═══ Document text ═══

As you can see, the airlines that exist today are hardly equal despite the perception otherwise.  For instance, Delta and United Airlines both are roughly equal as airlines but the next biggest by revenue is American Airlines which is a staggering $12.3 Billion behind.  If you added US Airways revenues to American Airlines revenues in 2012, you still come in at just $38.8 billion.  Put another way, the new American Airlines Group would operate at roughly the level of United and Delta Airlines.

Southwest would be at a disadvantage seemingly but Southwest’s revenues are based entirely on US based operations and therefore see Southwest operating at parity with the other 3 large carriers.  So, now we have 4 carriers operating at roughly the same scale in the domestic US market.

The remaining four airlines:  jetBlue, Virgin America, Frontier and Alaska Airlines have combined annual revenues of $11.2 Billion or a number that is still less than that of US Airways.  It’s notable that those last 4 airlines are nowhere near national airline scale.  They are all regional or niche in their marketshares.  They can and will survive and at least 2 of them have every opportunity to organically grow much larger.

═══

According to the passage on airline revenues, what are the combined annual revenues of jetBlue, Virgin America, Frontier and Alaska Airlines? Answer from the passage on airline revenues alone.

═══ Data extract ═══

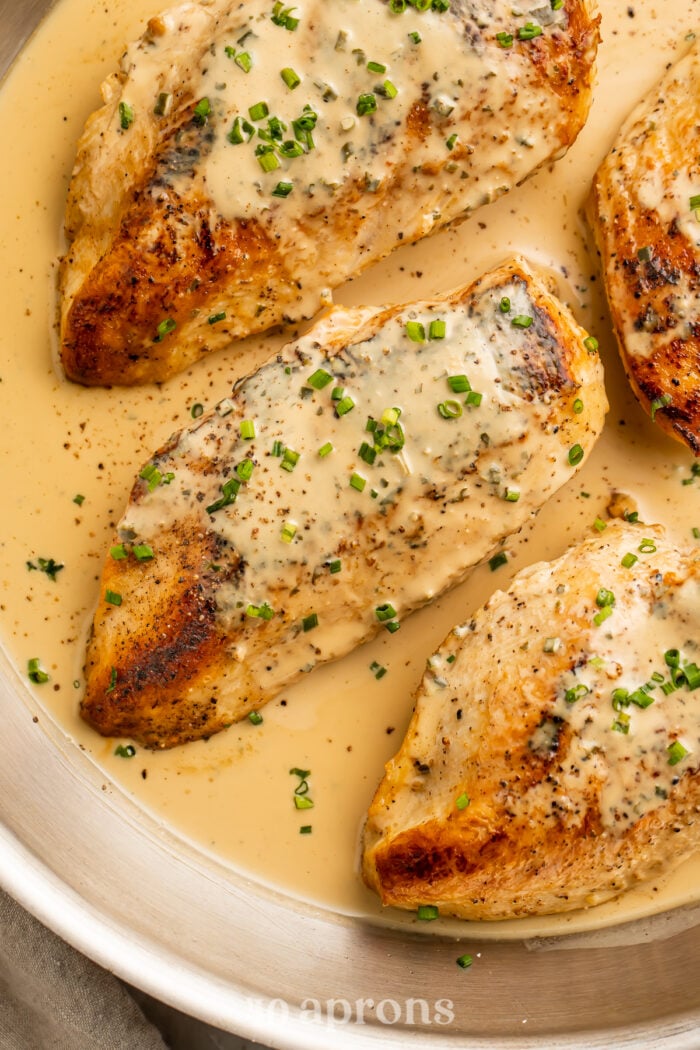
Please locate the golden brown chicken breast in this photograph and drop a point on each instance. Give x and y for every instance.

═══

* **Result of the exercise**: Their combined annual revenues are $11.2 billion.